Problem details =>
What is needed is an exact copy of the lines from the one containing "Target: tree on island" through the last line of the entries below, both included.

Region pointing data
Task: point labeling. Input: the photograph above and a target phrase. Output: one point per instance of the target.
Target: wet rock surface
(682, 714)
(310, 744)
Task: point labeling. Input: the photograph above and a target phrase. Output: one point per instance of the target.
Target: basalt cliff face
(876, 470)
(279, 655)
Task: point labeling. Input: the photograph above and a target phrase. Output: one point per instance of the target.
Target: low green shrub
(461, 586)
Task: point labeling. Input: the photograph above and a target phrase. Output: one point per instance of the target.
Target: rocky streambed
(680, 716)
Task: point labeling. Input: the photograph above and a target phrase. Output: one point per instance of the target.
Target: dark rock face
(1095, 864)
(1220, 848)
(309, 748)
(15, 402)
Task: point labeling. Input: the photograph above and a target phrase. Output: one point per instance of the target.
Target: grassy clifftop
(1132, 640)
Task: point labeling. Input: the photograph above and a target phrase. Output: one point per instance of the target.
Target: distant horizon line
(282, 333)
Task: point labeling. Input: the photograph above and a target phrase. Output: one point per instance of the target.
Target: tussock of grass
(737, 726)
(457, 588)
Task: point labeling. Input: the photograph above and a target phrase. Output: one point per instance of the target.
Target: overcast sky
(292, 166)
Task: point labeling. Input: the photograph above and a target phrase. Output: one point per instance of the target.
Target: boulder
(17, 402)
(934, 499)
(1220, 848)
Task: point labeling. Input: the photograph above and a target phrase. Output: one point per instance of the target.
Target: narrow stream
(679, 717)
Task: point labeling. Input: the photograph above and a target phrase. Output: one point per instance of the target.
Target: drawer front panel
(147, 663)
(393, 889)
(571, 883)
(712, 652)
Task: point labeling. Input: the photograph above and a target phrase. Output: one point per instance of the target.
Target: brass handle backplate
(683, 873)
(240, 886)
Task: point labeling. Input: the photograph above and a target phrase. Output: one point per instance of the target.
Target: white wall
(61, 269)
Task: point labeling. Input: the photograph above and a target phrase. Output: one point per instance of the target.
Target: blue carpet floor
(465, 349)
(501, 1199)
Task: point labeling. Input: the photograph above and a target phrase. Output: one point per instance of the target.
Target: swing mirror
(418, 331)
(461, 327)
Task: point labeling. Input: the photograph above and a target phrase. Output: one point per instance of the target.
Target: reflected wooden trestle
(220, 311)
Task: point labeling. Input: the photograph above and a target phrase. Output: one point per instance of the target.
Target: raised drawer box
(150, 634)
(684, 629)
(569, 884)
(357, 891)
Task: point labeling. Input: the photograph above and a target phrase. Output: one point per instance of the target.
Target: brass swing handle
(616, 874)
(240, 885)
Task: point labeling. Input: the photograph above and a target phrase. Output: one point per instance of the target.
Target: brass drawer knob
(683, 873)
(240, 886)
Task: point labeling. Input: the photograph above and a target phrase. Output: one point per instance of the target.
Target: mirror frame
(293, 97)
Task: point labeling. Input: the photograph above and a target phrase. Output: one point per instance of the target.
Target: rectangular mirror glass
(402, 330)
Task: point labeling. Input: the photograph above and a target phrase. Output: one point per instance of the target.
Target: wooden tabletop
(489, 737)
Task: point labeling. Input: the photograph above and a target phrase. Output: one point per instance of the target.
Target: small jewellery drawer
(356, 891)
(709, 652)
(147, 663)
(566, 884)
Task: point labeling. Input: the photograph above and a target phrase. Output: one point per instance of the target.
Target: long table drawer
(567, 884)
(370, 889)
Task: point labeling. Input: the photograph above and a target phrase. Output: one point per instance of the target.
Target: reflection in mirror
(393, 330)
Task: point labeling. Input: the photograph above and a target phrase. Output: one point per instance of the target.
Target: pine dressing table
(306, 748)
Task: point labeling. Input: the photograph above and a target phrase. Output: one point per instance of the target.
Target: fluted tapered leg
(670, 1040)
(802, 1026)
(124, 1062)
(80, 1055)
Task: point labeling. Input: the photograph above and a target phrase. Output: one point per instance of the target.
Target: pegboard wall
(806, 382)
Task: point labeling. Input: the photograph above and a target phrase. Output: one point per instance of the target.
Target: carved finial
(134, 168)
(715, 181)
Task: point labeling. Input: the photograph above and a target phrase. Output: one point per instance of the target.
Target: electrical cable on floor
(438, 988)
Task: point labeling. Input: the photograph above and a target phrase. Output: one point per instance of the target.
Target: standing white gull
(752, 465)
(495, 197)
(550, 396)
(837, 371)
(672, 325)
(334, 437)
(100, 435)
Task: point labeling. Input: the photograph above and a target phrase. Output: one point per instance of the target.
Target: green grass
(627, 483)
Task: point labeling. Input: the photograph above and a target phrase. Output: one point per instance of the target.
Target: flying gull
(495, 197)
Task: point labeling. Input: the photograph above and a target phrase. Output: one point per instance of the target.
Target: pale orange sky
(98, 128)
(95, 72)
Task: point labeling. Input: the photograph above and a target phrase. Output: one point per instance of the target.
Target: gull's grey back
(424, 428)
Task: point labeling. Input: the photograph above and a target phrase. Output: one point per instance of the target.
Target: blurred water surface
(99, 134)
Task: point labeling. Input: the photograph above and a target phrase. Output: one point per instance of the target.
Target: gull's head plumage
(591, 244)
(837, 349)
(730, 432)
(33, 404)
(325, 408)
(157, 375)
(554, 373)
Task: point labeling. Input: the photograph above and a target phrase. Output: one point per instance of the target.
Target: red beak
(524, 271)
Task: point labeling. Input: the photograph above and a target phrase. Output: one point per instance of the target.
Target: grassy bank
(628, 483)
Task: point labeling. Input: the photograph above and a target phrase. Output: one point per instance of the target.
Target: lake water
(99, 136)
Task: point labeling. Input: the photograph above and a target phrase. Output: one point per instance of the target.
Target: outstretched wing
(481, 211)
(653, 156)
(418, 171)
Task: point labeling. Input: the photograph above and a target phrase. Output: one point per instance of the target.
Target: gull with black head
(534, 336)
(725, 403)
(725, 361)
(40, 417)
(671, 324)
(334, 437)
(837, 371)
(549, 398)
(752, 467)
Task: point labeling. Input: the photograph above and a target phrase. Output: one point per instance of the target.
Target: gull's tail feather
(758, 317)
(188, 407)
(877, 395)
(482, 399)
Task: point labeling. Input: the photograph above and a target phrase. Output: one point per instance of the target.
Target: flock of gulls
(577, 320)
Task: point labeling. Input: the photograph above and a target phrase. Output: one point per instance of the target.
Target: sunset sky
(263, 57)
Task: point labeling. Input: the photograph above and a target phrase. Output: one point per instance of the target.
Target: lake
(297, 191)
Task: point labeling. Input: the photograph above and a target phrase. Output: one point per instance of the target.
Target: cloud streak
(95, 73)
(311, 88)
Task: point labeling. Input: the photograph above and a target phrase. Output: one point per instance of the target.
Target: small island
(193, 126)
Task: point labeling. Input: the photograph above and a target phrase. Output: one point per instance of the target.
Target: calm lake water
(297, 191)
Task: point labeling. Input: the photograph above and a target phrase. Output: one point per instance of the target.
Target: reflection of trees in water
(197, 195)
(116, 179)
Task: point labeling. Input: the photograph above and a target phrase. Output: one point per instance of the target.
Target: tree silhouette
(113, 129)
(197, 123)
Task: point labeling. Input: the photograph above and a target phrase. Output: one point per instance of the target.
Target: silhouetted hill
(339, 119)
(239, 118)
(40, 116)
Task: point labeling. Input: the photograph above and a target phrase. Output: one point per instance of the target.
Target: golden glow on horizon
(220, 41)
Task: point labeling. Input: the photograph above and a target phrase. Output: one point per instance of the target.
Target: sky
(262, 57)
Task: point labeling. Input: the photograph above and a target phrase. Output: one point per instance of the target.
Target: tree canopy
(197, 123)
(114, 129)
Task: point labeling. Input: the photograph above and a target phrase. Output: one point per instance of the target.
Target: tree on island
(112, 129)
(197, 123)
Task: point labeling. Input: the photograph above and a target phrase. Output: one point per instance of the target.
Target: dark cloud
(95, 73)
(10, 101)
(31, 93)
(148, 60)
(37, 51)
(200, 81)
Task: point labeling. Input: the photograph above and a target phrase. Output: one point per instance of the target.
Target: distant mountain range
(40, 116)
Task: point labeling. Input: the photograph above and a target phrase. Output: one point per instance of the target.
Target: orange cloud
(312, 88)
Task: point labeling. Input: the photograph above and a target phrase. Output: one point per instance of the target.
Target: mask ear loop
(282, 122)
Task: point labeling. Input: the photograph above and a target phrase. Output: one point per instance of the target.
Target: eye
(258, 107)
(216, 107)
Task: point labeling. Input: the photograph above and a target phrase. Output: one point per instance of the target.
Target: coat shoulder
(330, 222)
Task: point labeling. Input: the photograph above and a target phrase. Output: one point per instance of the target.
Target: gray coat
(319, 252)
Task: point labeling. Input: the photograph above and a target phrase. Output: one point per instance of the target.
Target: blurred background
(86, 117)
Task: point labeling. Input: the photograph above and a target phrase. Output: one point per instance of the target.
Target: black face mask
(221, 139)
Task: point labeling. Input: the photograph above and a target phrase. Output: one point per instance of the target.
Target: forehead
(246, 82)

Response area =>
Target: tree on island
(112, 129)
(197, 123)
Task: point labeling. Input: the photograph above and a target phrase. Output: one point per instance of the target.
Target: dark cloud
(95, 73)
(10, 101)
(31, 93)
(148, 60)
(37, 51)
(200, 81)
Task: point labeling. Input: the photograph above and a target phrase. Output: one point per instance of the target.
Target: distant mountain range
(40, 116)
Task: point labeling. Input: the photograph above and a target phrase. Output: one point per instance of the target.
Target: orange cloud
(312, 88)
Task: point labeling. Input: the photograph above and a target phrase. Output: one point per instance of the target.
Target: mask ear loop
(282, 122)
Task: point labeling. Input: the photograph above and a target phrase. Output: one point per instance of the target.
Target: eye
(258, 107)
(216, 107)
Task: point labeling. Input: the photograph above and a target phrase. Output: one point per instance of the target.
Target: coat shoulder
(330, 222)
Task: point labeling. Input: the photograph above and a target phrase. Output: one point per instance of the target.
Target: gray coat
(319, 252)
Task: point labeling. Input: the photograph above and a target phrase. Output: one point per instance of the target.
Target: blurred background
(86, 117)
Task: point labeling. Input: the photograph above and a target phrase. Output: one point per instance of the target.
Target: black face mask
(221, 139)
Task: point labeling. Input: the photograph above and a target phrase. Output: one point per instance of the target.
Target: forehead
(246, 82)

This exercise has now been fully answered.